Copy verbatim the entries starting with the line that contains "Find the bark" and going on through the line that contains "[0,0,1121,995]", both of those lines included.
▼
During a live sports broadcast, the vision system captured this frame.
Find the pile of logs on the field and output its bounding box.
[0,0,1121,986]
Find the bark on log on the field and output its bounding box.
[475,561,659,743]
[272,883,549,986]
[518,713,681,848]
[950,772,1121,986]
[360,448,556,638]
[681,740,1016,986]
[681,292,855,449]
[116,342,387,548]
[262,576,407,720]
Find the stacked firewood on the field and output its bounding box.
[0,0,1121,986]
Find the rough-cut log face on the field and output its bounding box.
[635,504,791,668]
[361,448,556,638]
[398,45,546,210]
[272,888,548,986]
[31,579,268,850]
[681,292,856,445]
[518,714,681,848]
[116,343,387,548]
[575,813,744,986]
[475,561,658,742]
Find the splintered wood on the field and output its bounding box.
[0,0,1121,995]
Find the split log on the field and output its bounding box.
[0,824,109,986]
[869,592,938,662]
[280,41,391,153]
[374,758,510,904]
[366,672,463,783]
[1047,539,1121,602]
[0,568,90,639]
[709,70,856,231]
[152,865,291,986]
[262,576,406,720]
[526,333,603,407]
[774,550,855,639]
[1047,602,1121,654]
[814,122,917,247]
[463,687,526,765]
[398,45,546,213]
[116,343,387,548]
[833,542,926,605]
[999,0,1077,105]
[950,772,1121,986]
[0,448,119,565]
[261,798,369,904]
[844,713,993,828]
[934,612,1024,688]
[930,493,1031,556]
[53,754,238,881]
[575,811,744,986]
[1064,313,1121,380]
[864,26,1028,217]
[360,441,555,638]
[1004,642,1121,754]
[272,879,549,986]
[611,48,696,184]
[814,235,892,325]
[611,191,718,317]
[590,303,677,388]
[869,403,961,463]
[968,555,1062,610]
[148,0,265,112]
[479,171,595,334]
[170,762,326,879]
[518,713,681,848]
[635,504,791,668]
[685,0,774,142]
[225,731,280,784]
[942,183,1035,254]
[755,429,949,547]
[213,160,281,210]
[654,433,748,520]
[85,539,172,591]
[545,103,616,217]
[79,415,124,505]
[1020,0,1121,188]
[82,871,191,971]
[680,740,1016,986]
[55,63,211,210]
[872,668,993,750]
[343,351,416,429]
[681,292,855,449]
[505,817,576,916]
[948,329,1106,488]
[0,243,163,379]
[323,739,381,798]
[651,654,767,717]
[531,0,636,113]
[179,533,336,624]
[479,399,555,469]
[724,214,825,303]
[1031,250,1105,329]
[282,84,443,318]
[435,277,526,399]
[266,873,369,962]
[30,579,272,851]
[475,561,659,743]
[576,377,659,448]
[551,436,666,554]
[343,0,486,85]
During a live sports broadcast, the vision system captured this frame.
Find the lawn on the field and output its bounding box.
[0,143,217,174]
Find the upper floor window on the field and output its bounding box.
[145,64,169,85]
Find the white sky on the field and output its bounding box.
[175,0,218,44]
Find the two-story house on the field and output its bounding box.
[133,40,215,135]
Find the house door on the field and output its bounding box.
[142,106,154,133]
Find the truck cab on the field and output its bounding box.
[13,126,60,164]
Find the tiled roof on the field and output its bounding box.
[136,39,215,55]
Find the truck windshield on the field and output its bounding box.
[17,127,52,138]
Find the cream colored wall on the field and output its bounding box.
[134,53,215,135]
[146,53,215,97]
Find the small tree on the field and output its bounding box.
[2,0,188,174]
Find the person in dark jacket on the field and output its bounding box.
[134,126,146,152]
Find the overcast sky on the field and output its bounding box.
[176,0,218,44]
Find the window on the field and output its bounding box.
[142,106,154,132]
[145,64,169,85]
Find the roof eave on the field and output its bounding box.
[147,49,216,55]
▲
▼
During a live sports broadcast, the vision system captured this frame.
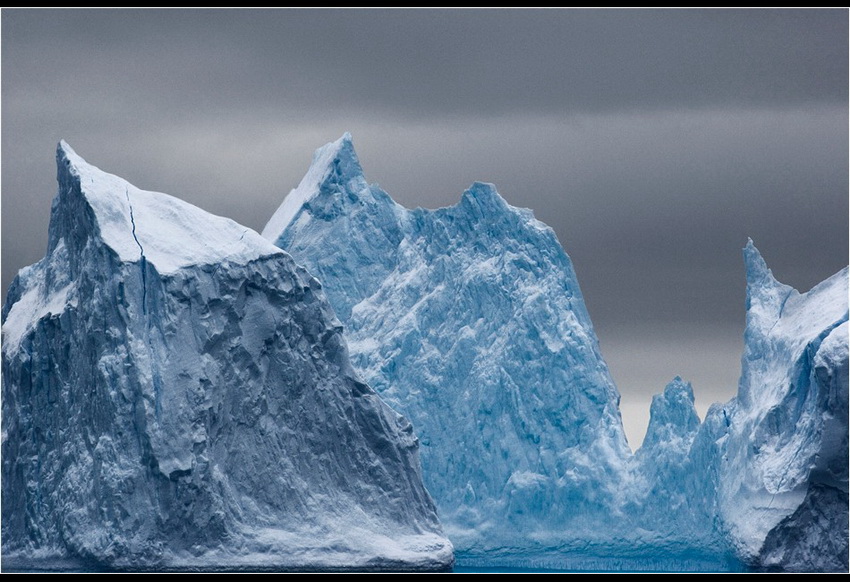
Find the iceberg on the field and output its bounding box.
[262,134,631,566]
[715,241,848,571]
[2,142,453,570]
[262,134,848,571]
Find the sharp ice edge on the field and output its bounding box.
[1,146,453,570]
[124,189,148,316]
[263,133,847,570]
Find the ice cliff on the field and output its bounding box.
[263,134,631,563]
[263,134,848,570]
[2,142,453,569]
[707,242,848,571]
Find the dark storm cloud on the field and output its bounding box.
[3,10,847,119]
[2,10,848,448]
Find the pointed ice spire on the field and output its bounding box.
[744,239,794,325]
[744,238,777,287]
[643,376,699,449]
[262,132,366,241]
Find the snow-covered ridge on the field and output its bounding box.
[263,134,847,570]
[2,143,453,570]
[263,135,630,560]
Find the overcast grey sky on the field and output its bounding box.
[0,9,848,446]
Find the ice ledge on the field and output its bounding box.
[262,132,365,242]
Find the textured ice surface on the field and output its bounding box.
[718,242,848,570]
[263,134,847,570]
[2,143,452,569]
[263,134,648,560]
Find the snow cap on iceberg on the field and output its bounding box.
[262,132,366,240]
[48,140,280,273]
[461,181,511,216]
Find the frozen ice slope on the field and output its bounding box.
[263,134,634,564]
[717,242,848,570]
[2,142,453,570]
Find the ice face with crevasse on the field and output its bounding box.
▲
◆ **Solution for this problem**
Find the bark on log on the field and output its bounding box.
[475,561,659,743]
[272,883,549,986]
[518,713,681,848]
[950,772,1121,986]
[360,448,556,638]
[681,740,1016,986]
[681,292,855,449]
[116,342,387,548]
[262,576,407,720]
Find the stacked firewood on the field and output its bounding box.
[0,0,1121,986]
Find the rough-cut log face on the field and output its bounding box.
[635,504,791,668]
[361,448,556,638]
[398,45,546,210]
[272,888,548,986]
[31,579,268,850]
[681,292,856,445]
[518,714,681,848]
[116,343,387,548]
[575,813,744,986]
[475,561,658,742]
Find the splintered wood on the field and output its bounding box.
[0,0,1121,995]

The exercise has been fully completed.